The records:
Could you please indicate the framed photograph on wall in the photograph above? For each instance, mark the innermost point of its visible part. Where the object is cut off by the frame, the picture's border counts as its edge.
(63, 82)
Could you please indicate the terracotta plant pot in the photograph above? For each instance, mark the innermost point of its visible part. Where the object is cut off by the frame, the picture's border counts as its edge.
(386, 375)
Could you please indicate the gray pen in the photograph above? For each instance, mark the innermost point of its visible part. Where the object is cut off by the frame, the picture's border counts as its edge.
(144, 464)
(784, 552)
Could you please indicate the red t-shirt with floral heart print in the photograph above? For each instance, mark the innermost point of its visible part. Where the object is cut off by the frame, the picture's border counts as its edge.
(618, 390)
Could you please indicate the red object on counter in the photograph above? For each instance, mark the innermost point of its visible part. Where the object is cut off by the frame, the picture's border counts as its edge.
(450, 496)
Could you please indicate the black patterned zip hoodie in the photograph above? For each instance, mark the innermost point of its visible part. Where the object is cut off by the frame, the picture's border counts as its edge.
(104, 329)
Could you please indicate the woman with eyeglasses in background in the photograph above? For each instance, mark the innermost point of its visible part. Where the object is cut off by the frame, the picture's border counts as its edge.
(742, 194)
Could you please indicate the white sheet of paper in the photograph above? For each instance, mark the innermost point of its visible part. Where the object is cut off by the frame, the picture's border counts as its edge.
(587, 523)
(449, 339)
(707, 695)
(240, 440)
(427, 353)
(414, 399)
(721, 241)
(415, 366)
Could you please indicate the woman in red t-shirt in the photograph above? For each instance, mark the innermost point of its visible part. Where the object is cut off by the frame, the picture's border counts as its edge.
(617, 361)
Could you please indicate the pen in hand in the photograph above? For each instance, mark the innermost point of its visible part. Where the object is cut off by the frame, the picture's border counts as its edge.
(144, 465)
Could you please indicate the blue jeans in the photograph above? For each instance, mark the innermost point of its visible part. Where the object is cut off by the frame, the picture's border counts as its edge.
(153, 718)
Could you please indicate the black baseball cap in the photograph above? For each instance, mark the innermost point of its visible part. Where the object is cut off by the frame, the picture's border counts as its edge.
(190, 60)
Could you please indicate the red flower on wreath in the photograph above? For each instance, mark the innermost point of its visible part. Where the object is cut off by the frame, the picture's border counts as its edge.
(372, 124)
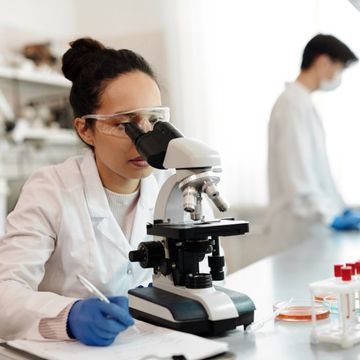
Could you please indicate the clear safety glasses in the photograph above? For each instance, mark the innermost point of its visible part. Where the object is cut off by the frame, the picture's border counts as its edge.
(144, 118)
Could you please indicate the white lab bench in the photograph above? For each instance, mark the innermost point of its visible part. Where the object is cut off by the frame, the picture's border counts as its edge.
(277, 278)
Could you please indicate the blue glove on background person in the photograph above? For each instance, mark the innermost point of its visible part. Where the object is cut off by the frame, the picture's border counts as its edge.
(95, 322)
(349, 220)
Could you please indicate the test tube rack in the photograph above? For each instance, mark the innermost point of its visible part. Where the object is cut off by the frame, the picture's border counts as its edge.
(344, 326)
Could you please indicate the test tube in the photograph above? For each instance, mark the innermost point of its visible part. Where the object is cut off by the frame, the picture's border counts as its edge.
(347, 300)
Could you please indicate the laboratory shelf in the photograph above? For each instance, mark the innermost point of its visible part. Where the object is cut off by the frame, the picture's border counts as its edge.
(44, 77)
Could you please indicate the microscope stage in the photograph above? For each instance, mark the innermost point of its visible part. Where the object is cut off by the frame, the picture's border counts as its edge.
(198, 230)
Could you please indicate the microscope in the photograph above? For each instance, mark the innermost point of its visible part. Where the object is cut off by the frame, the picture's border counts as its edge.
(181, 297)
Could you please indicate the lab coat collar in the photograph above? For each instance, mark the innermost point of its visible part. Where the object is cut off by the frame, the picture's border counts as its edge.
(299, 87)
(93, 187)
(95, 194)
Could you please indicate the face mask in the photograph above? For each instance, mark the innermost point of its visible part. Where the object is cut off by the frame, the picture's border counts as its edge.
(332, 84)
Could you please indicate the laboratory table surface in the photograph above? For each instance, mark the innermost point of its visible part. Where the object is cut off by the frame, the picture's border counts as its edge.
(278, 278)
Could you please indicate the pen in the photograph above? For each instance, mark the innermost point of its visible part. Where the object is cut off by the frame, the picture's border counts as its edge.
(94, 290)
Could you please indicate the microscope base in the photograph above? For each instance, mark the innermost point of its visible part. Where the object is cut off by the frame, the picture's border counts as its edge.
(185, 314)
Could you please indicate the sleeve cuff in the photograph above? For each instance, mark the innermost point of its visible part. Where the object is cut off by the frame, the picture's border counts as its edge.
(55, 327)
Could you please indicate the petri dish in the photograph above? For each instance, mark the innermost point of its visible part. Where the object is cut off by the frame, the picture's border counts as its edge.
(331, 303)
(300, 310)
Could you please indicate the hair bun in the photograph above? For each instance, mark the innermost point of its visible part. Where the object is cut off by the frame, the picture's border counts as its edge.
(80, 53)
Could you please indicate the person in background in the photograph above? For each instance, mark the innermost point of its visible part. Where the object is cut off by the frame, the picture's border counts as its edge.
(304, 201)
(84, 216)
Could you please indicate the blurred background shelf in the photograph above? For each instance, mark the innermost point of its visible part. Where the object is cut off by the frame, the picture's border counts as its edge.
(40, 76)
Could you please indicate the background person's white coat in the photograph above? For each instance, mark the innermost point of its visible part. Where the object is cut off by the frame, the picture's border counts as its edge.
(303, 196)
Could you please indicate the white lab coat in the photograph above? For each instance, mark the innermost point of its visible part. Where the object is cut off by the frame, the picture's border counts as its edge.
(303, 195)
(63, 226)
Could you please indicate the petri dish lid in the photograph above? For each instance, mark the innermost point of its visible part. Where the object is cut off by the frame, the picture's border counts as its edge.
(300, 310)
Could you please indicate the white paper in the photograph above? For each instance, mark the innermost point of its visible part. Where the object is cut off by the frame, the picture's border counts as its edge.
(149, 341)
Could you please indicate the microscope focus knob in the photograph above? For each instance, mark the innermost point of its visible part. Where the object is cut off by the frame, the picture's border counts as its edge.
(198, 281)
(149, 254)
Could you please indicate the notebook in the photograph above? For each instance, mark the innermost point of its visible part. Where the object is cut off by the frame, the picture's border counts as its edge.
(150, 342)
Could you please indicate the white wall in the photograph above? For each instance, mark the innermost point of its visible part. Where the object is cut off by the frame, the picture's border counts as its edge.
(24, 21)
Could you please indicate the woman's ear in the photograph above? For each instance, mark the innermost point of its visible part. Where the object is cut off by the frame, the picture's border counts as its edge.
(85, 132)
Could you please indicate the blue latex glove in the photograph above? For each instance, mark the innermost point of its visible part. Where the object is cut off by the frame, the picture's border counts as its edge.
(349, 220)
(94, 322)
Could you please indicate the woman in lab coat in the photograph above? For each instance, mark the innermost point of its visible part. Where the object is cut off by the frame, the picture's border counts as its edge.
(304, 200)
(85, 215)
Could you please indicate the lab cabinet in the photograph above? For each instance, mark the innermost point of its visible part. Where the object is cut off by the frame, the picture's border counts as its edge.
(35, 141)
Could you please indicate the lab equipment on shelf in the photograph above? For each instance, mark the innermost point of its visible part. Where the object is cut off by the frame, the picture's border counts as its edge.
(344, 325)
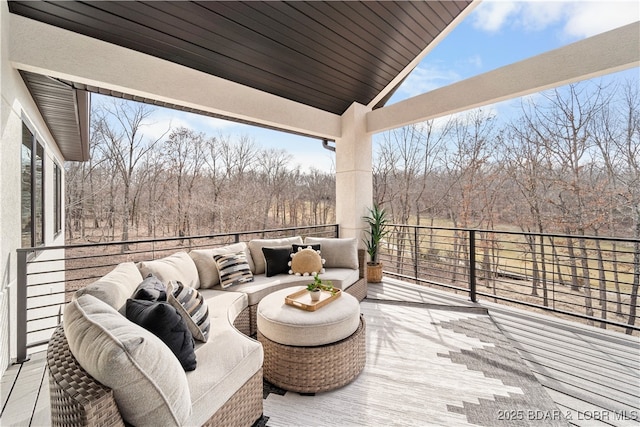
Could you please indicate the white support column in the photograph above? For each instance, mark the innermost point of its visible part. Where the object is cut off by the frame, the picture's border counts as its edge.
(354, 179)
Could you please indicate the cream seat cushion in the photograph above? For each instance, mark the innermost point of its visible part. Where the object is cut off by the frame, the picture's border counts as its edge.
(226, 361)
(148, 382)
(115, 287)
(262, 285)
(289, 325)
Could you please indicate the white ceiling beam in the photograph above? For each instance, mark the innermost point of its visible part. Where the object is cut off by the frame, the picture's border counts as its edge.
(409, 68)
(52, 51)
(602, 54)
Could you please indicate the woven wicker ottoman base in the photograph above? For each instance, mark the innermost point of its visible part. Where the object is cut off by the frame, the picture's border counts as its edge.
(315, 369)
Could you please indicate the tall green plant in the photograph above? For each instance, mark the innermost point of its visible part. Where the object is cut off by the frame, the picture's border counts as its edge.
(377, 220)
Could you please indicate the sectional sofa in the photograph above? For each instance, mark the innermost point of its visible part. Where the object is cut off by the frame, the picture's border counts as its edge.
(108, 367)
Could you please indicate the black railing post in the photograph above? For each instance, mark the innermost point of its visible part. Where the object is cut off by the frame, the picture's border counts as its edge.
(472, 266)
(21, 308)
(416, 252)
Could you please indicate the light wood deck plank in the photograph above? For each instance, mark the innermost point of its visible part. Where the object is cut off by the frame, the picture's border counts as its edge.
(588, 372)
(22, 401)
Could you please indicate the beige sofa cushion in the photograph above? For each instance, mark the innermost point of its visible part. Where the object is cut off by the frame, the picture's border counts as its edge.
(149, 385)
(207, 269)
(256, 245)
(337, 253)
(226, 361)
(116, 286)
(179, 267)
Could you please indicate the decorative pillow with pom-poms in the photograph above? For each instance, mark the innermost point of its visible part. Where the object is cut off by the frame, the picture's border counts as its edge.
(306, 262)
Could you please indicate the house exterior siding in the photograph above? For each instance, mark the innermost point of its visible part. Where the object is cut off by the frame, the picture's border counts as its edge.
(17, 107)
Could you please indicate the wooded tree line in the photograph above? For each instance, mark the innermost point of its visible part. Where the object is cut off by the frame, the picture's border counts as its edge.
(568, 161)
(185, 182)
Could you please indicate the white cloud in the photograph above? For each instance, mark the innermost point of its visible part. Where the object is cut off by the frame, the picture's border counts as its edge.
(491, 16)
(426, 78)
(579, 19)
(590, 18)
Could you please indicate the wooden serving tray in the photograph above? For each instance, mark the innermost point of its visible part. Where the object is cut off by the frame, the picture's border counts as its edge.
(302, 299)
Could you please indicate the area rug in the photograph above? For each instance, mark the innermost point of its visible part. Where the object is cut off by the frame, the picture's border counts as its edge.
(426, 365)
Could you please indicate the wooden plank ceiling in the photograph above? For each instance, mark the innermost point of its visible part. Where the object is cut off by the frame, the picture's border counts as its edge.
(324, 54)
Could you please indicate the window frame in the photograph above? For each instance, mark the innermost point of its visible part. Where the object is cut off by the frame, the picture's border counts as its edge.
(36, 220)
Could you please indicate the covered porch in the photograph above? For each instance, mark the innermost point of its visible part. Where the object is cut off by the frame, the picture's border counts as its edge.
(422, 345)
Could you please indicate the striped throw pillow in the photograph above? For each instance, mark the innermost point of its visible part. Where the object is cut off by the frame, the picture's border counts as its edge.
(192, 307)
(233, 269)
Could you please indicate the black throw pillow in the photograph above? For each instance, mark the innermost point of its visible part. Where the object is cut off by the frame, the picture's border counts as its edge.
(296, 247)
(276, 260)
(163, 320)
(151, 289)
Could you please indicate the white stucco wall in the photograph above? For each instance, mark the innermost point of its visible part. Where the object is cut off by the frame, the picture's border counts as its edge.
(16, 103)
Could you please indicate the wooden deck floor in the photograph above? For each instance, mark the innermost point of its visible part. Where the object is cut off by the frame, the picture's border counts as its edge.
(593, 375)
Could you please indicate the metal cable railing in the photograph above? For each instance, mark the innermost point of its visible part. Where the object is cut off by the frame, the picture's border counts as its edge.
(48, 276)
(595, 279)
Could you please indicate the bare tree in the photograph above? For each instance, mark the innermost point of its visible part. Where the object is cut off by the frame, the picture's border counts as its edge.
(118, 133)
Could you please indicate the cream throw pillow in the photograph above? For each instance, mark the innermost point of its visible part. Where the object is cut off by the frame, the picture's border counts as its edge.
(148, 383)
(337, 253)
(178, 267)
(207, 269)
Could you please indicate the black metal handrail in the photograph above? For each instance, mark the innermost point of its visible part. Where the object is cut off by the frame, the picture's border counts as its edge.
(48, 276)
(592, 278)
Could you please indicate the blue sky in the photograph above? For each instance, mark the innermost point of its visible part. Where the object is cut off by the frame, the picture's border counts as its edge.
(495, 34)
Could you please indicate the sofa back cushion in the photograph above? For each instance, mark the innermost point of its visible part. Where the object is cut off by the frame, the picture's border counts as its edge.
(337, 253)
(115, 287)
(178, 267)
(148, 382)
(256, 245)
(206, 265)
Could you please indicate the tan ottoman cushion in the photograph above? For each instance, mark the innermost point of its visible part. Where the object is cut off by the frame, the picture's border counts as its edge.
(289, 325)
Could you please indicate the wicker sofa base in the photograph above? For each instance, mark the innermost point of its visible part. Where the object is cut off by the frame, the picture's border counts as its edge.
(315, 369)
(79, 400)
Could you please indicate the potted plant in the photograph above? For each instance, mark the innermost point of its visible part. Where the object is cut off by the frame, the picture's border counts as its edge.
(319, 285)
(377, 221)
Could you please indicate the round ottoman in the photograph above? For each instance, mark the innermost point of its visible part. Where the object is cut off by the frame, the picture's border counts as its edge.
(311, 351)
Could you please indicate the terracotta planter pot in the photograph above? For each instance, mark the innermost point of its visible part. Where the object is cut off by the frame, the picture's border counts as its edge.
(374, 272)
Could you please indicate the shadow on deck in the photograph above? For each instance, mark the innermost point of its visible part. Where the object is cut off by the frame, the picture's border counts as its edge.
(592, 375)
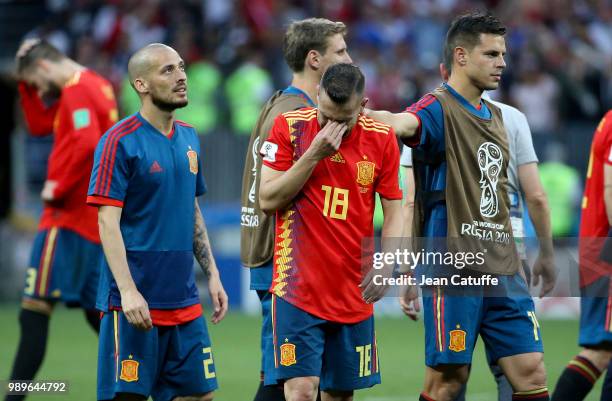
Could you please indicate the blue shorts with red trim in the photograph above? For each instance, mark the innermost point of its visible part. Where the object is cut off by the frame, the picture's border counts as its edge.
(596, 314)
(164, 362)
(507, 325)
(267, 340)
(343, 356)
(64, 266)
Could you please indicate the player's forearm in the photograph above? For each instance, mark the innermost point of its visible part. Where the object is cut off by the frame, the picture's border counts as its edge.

Directions for this task:
Output everything from the line containing "Could you please indicate the potted" down to the last of the items as a numbered list, skipping blank lines and leaving out the pictures.

Complete output:
1. Could you please indicate the potted plant in the photograph above? For each instance, mark the innermost point of its visible part. Where the object is cut off by the frame, the picture's border counts as its edge.
2. (319, 285)
3. (377, 221)
4. Could you please indicate the round ottoman in the photograph above? For each instance, mark the innermost point of its visible part. Where the object is cut off by the frame, the picture's border counts as its edge.
5. (311, 351)
6. Could you please indicate the terracotta planter pot in the photograph above? For each instance, mark the innermost point of its visible part. Where the object is cut off by the frame, the picture's border counts as its edge.
7. (374, 272)
8. Could you please indicate the shadow on deck in the photograph above? For each instance, mark the innermost point of its visible part. Where the object is cut off by the frame, the picture's border counts as its edge.
9. (592, 375)
10. Could you please indicate the blue shorts with red trim in the photograph above? For each instance, mark the innermost point of its visible part. Where the object is cut off by the frame, the picture's border counts as its edge.
11. (596, 314)
12. (164, 362)
13. (507, 325)
14. (267, 340)
15. (343, 356)
16. (64, 266)
17. Could you please indicate the player's forearm in the photograph above? For each instance, mark the innermost point of its visible part. Where the object is cut off by the frame, the picture's border counts as its edge.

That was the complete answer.